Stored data
※

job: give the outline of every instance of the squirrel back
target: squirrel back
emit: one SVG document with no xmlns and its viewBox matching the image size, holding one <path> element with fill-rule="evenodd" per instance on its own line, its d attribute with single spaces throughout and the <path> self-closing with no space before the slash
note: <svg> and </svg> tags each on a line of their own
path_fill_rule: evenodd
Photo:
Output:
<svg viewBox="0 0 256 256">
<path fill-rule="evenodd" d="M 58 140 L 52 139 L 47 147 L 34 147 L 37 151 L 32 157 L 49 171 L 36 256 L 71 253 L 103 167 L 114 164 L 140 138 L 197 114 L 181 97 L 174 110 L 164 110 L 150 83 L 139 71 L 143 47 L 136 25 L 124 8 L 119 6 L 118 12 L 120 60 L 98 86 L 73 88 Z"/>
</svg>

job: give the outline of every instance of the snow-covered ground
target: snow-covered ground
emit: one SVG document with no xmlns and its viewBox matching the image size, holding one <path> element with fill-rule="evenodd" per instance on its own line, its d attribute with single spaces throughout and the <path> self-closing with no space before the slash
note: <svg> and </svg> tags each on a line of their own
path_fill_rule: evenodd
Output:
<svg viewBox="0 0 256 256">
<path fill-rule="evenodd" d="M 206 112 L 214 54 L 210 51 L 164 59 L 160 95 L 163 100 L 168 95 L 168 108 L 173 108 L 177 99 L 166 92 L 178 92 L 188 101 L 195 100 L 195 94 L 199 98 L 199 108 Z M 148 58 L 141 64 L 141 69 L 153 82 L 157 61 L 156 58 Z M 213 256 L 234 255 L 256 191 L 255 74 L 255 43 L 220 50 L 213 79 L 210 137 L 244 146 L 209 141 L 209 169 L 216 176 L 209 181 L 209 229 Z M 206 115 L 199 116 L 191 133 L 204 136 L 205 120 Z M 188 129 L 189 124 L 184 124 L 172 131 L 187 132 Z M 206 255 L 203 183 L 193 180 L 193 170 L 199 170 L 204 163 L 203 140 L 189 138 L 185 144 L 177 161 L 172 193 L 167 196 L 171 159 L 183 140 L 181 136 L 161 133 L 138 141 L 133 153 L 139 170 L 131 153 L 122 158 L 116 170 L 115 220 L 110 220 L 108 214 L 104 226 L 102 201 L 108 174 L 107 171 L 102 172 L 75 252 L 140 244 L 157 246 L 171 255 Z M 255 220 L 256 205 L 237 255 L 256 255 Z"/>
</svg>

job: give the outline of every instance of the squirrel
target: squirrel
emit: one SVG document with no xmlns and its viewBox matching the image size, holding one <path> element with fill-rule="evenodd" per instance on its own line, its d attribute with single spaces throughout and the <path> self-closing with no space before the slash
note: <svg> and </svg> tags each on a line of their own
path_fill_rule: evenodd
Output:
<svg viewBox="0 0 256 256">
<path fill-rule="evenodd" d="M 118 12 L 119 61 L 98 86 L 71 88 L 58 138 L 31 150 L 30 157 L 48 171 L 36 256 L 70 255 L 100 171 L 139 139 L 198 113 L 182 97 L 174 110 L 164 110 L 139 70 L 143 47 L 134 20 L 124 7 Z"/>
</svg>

※

■ **What you are asked to do**: Update the lines above by changing every occurrence of "outline" to "contour" and keeping everything else as it is.

■ **Exercise output**:
job: give the contour of every instance of the squirrel back
target: squirrel back
emit: one SVG document with no xmlns and its viewBox matching the image size, holding one <path> element with fill-rule="evenodd" per instance on its own line, its d attribute with single spaces throughout and the <path> self-closing with no space before the slash
note: <svg> and </svg> tags each on a line of their own
path_fill_rule: evenodd
Photo:
Output:
<svg viewBox="0 0 256 256">
<path fill-rule="evenodd" d="M 58 140 L 52 139 L 47 147 L 34 147 L 37 151 L 32 157 L 49 171 L 36 256 L 71 253 L 103 167 L 114 164 L 140 138 L 197 114 L 181 97 L 174 110 L 164 110 L 150 83 L 139 71 L 143 47 L 136 25 L 124 8 L 119 6 L 118 12 L 120 60 L 98 86 L 73 88 Z"/>
</svg>

job: give the contour of every instance of the snow-covered ground
target: snow-covered ground
emit: one SVG document with no xmlns and its viewBox matching the image size, holding one <path> element with fill-rule="evenodd" per instance on its own line, its d attribute with single spaces throughout and the <path> self-closing with no space before the slash
note: <svg> and </svg> tags each on a line of their own
path_fill_rule: evenodd
Output:
<svg viewBox="0 0 256 256">
<path fill-rule="evenodd" d="M 206 112 L 214 54 L 210 51 L 164 59 L 160 95 L 163 100 L 168 95 L 168 108 L 173 108 L 177 99 L 166 92 L 178 92 L 188 101 L 195 100 L 195 94 L 199 98 L 199 108 Z M 148 58 L 141 64 L 141 69 L 153 82 L 157 61 L 156 58 Z M 213 256 L 234 255 L 256 191 L 255 74 L 255 43 L 220 50 L 213 79 L 210 137 L 244 146 L 209 141 L 209 169 L 216 176 L 209 181 L 209 229 Z M 206 115 L 199 116 L 191 133 L 204 136 L 205 120 Z M 188 129 L 189 124 L 184 124 L 172 131 L 187 132 Z M 206 255 L 203 183 L 193 180 L 193 170 L 199 170 L 204 163 L 203 140 L 189 138 L 185 144 L 177 161 L 172 193 L 167 196 L 171 159 L 183 140 L 181 136 L 161 133 L 138 141 L 133 153 L 139 170 L 131 153 L 122 158 L 116 170 L 115 220 L 110 220 L 108 214 L 104 226 L 102 201 L 108 174 L 107 171 L 102 172 L 75 252 L 140 244 L 157 246 L 171 255 Z M 255 220 L 256 205 L 237 255 L 256 255 Z"/>
</svg>

job: give the contour of every instance of the squirrel
target: squirrel
emit: one SVG document with no xmlns and its viewBox matching the image size, holding one <path> element with fill-rule="evenodd" per instance on its own line, its d attribute with single spaces throughout and the <path> self-closing with no space before the slash
note: <svg> and </svg> tags each on a line of their own
path_fill_rule: evenodd
Output:
<svg viewBox="0 0 256 256">
<path fill-rule="evenodd" d="M 118 12 L 119 61 L 98 86 L 71 88 L 58 138 L 31 150 L 30 157 L 48 171 L 36 256 L 70 255 L 100 171 L 139 139 L 198 113 L 182 97 L 174 110 L 164 110 L 139 70 L 143 47 L 134 20 L 124 7 Z"/>
</svg>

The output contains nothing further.